- EXCERPT -
= Beginning of Section =
Using superresolution imaging of human embryonic kidney (HEK 293) cells, we simultaneously study the random motion of ion channels on the cell membrane and the dynamic actin meshwork. Actin acts as a transient barrier to protein motion, and it partitions the membrane into compartments of various sizes. Close to the cell membrane, the actin meshwork also forms a statistically self-similar fractal that exhibits similar structural properties at many sizes. This structure enables the compartmentalization of the membrane across multiple length scales.

Direct evidence for the compartmentalization of the cell membrane by an underlying actin meshwork is an important step in mammalian cell biology, and it opens up questions regarding how the cell employs this dynamic organization to respond to outside stimuli and to regulate physiological signals.

Figure 1

Voltage-gated potassium channels Kv1.4 and Kv2.1 undergo subdiffusion in the plasma membrane. (a) Four Kv1.4 representative trajectories obtained by single-particle tracking. (b) Time-averaged MSD (TA-MSD) as a function of lag time $\mathrm{\Delta }$ for 20 individual Kv1.4 trajectories. (c) Ensemble-averaged time-averaged MSD (EA-TA-MSD) over 1312 Kv1.4 trajectories ($n=10$ cells). (d) EA-TA-MSD averaged over 6,385 Kv2.1 trajectories ($n=14$ cells). The dashed lines in panels (c) and (d) are visual guides for linear behavior (free diffusion), i.e., $⟨\overline{{\delta }^2(\mathrm{\Delta })}⟩\sim \mathrm{\Delta }$. Error bars show the standard deviation. (e) Sketch illustrating the construction of turning angles from a particle trajectory. (f,g) Turning angle distributions for Kv1.4 (10 cells, 1312 trajectories) and Kv2.1 (14 cells, 6385 trajectories). Turning angle distributions are constructed for lag times between 20 ms and 1 s. (h) Turning angle distributions for fractional Brownian motion simulations with Hurst exponents 0.3 and 0.4. (i) Turning angle distribution for simulations of obstructed diffusion with obstacle concentrations 33% and 41%, i.e., site percolation. (j) MSD averaged over 3114 $\mathrm{\Delta }\mathrm{C}318$ trajectories ($n=5$ cells). (k) Turning angle distributions for Kv2.1 and $\mathrm{\Delta }\mathrm{C}318$ (5 cells, 3114 trajectories) measured with a lag time of 200 ms.
= End of Section =
- INFORMATION -
= Beginning of Section =
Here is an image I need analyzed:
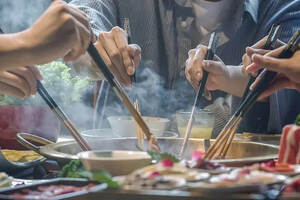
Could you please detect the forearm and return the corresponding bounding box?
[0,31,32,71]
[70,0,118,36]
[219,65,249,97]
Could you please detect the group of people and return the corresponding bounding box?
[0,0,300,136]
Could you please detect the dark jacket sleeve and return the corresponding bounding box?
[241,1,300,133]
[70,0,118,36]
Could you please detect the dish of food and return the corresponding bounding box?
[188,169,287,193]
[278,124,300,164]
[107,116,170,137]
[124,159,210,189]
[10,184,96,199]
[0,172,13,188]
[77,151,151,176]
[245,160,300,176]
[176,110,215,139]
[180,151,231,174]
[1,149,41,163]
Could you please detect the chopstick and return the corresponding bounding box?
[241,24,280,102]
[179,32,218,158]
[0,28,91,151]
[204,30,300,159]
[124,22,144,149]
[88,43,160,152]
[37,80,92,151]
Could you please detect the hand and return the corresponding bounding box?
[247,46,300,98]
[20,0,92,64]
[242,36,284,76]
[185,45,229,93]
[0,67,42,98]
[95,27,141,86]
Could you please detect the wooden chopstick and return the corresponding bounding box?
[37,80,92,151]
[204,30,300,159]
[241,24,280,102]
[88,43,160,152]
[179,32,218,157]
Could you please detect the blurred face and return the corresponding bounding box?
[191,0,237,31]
= End of Section =
= Beginning of Section =
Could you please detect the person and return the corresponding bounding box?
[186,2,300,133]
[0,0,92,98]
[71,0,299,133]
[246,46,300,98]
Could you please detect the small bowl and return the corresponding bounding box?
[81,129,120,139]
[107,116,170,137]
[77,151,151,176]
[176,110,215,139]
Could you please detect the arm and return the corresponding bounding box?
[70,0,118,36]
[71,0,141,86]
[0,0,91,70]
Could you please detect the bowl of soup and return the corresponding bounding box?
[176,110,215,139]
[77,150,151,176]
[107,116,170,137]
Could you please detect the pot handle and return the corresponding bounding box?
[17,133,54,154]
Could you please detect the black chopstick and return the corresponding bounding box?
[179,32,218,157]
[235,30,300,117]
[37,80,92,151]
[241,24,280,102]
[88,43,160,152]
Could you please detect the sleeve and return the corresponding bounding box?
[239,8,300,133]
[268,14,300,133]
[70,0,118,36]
= End of Section =
- EXERCISE OBJECTIVE -
From the excerpt on ion channel motion and the actin meshwork, extract the passage starting with "Direct evidence for" and going on through "regulate physiological signals.", reproducing it word for word.

- RESPONSE -
Direct evidence for the compartmentalization of the cell membrane by an underlying actin meshwork is an important step in mammalian cell biology, and it opens up questions regarding how the cell employs this dynamic organization to respond to outside stimuli and to regulate physiological signals.